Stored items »
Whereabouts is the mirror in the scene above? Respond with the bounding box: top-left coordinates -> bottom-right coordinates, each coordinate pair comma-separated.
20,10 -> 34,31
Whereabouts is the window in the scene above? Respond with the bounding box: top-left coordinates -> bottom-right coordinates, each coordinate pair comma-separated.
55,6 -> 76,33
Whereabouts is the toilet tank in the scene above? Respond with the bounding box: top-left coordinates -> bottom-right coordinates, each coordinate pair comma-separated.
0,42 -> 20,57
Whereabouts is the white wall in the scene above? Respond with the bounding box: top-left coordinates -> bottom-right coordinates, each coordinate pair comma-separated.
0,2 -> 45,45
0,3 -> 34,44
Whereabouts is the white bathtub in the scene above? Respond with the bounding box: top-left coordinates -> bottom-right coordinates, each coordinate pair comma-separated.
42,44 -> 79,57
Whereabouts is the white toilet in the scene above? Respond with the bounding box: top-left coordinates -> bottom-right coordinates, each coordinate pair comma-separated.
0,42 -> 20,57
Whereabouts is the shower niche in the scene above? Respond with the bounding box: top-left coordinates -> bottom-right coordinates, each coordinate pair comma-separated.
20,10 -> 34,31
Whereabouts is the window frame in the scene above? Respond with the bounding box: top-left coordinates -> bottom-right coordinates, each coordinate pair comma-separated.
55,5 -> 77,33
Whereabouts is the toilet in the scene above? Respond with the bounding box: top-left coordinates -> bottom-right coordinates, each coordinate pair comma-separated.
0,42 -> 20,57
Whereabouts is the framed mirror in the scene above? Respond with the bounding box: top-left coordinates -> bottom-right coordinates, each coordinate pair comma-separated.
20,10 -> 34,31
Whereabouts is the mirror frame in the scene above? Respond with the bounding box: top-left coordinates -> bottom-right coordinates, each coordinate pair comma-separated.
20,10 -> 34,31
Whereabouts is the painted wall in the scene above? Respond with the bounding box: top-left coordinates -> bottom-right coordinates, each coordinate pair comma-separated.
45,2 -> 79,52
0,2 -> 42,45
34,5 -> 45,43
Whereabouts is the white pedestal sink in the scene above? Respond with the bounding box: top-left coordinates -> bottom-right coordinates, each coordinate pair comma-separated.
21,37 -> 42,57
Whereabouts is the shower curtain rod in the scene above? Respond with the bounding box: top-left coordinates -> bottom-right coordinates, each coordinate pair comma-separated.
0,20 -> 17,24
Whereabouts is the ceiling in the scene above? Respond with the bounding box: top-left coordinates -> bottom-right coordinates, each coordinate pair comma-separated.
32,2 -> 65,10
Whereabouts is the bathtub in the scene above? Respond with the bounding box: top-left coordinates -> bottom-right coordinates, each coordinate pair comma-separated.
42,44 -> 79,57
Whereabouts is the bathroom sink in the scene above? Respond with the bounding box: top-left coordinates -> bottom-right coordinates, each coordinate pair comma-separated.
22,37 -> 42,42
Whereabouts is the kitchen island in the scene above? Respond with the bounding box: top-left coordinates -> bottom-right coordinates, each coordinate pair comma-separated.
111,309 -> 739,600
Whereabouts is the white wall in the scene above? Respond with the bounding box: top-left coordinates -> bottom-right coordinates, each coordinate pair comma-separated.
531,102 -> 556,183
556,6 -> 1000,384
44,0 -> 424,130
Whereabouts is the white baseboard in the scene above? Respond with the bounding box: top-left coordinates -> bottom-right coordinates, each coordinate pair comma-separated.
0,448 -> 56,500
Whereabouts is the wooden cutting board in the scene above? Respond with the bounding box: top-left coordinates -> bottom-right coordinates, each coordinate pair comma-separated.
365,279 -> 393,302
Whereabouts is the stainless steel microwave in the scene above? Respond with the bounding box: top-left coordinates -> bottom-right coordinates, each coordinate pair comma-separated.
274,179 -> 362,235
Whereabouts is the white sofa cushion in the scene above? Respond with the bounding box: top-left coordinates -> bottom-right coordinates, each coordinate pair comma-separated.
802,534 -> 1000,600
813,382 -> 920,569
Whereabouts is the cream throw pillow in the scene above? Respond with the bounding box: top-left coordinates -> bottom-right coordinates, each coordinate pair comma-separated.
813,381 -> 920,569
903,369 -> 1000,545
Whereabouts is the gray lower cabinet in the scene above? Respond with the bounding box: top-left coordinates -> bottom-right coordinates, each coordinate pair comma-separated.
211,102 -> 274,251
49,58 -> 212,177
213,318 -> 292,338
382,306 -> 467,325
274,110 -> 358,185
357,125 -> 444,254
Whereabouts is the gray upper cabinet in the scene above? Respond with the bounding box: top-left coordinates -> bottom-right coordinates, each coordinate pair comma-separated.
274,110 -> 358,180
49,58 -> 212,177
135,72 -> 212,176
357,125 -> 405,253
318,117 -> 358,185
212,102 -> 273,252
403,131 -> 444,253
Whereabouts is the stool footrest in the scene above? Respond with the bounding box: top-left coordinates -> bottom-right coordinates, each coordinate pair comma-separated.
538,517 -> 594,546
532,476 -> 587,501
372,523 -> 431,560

Written problem » Give the number of lines in the records that contain the word "sink", and write nothing else.

Output of the exercise » 2